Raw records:
# # # # #
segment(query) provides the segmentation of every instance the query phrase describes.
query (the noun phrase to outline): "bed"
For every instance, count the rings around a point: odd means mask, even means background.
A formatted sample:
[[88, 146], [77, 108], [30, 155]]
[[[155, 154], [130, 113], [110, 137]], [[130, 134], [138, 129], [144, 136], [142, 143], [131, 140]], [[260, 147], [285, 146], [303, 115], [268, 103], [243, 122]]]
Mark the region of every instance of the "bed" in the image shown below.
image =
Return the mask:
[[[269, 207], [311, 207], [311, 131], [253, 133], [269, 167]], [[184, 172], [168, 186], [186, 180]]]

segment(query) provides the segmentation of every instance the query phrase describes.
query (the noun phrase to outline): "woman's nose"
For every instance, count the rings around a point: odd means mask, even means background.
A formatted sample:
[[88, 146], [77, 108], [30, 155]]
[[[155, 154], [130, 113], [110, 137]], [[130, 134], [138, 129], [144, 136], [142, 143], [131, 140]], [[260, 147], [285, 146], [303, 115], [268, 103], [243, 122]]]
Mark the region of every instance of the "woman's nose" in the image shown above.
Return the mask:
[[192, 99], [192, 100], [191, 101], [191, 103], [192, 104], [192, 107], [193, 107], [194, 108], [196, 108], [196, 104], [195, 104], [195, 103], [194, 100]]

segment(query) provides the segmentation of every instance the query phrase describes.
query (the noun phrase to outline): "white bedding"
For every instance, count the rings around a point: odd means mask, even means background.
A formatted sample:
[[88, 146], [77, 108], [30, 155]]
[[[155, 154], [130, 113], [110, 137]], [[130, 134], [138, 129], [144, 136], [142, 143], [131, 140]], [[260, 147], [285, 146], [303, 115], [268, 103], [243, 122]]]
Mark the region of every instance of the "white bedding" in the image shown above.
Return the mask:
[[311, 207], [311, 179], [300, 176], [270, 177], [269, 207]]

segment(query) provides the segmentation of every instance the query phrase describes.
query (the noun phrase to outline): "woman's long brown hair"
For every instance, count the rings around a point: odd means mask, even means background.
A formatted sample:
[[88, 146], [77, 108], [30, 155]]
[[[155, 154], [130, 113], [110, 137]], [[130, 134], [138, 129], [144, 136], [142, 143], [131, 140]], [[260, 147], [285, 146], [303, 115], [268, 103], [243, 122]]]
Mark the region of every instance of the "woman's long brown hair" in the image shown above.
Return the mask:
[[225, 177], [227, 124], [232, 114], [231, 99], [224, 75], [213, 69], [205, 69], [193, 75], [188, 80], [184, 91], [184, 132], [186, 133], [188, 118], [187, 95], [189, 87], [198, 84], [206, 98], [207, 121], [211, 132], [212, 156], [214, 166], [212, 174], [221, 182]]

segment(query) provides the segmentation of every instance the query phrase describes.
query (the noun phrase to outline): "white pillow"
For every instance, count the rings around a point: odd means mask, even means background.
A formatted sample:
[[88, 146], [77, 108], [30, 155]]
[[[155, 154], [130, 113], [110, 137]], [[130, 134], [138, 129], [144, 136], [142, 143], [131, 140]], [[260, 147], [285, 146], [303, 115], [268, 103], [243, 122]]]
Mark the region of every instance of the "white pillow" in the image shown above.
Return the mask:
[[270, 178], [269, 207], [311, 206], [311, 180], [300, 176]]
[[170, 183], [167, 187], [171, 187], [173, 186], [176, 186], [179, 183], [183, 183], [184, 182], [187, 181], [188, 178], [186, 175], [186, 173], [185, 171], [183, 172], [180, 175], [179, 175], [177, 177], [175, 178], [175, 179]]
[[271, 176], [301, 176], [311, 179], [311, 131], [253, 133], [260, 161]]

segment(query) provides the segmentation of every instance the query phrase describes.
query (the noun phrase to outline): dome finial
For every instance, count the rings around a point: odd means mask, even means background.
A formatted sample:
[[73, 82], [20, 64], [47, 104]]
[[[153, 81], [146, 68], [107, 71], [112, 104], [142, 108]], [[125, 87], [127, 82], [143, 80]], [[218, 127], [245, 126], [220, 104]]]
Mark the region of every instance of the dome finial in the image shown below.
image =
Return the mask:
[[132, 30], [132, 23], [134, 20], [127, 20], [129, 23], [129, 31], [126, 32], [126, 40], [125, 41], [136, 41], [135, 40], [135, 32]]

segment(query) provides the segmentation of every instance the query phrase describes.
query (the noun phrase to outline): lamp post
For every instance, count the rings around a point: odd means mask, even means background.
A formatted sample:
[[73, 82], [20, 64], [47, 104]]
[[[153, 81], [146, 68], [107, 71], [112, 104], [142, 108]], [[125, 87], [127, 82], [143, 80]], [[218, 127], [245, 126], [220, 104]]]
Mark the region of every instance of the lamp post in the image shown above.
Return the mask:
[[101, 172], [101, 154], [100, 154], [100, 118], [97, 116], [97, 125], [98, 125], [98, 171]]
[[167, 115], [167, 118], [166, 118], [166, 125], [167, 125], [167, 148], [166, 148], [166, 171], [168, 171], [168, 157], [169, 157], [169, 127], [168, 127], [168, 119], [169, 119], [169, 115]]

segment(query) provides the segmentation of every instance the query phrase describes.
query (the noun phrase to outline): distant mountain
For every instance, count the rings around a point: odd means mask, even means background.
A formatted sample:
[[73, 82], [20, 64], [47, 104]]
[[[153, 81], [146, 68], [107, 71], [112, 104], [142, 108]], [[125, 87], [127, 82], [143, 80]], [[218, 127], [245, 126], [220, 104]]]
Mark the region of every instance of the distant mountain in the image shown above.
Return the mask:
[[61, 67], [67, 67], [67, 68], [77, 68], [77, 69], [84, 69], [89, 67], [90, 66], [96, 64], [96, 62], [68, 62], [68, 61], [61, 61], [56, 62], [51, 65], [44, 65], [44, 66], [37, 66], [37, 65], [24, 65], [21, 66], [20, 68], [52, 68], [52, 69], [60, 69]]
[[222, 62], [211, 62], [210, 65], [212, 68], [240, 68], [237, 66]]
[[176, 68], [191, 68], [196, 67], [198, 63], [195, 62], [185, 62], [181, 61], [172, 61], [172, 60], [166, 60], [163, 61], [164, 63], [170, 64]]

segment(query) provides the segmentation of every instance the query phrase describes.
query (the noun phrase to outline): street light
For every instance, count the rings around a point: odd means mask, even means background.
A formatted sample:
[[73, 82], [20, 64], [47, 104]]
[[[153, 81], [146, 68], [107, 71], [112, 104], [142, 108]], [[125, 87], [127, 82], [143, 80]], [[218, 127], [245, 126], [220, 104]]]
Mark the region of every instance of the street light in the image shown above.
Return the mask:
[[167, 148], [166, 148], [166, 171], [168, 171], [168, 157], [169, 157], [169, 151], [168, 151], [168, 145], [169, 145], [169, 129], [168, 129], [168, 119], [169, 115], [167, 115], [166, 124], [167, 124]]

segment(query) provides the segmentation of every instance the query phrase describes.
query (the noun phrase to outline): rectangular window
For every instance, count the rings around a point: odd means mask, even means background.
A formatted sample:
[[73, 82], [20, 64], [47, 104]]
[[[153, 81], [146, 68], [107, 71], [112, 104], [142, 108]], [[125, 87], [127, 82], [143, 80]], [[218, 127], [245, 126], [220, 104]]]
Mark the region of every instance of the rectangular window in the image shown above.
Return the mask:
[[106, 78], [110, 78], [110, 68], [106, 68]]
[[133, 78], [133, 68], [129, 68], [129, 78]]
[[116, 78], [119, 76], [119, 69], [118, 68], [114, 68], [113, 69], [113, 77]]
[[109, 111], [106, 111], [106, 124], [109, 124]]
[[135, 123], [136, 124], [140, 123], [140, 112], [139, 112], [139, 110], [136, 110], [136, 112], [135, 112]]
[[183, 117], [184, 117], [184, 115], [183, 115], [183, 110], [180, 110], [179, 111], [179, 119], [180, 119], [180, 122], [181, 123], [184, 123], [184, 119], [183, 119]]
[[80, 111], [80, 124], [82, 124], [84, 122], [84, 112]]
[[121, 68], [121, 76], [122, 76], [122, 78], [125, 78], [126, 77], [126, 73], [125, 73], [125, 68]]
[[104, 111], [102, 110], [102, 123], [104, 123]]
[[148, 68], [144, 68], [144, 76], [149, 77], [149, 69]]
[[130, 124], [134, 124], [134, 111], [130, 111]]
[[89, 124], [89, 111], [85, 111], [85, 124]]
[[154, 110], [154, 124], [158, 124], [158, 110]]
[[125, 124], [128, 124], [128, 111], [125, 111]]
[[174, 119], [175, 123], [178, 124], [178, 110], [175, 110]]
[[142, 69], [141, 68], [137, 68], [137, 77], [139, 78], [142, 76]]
# # # # #
=== AIM ===
Copy out, character for character, every line from the first line of the items through the line containing "[[311, 207], [311, 179], [300, 176], [270, 177], [269, 207]]", including both of those lines.

=== FINISHED EXERCISE ===
segment(query) provides the segmentation of every instance the query phrase describes.
query (the noun phrase to outline): "bed"
For every instance, count the rings around a point: odd means mask, even means background.
A formatted sample:
[[88, 146], [77, 108], [30, 155]]
[[[155, 154], [130, 113], [110, 137]], [[130, 134], [138, 129], [144, 136], [142, 143], [131, 140]], [[260, 147], [285, 146], [303, 115], [268, 103], [243, 122]]]
Mark the region of every instance of the "bed" in the image shown below.
image =
Return the mask:
[[[269, 207], [311, 207], [311, 131], [253, 133], [269, 167]], [[184, 172], [168, 186], [186, 180]]]

segment(query) provides the segmentation of every instance the query phrase describes.
query (the noun phrase to outline): "woman's nose"
For every instance, count the rings around a point: odd means mask, even means background.
A formatted sample:
[[88, 146], [77, 108], [30, 155]]
[[[155, 154], [130, 113], [110, 137]], [[130, 134], [138, 129], [144, 136], [142, 143], [131, 140]], [[260, 147], [285, 146], [303, 115], [268, 103], [243, 122]]]
Mark the region of every instance of the "woman's nose" in the image shown above.
Return the mask:
[[192, 99], [192, 100], [191, 101], [191, 103], [192, 104], [192, 107], [193, 107], [194, 108], [196, 108], [196, 104], [195, 104], [195, 103], [194, 100]]

segment(query) provides the segmentation of every instance the query phrase describes.
query (the noun phrase to outline): "white bedding"
For every instance, count the rings around a point: odd means mask, even means background.
A formatted sample:
[[88, 146], [77, 108], [30, 155]]
[[[155, 154], [130, 113], [110, 137]], [[130, 134], [138, 129], [144, 136], [142, 143], [131, 140]], [[260, 147], [285, 146], [303, 115], [268, 103], [243, 122]]]
Mark the region of every instance of the "white bedding" in the image shown above.
Return the mask:
[[311, 207], [311, 179], [300, 176], [270, 177], [269, 207]]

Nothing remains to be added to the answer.